Please copy out the material below word for word, keeping every line unchanged.
+++ Records for the exercise +++
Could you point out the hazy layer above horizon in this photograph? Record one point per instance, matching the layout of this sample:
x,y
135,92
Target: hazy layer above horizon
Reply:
+++
▸ Problem solution:
Could you point out the hazy layer above horizon in this photograph? Record one point per instance, matching the layout of this sample:
x,y
135,92
Target: hazy layer above horizon
Reply:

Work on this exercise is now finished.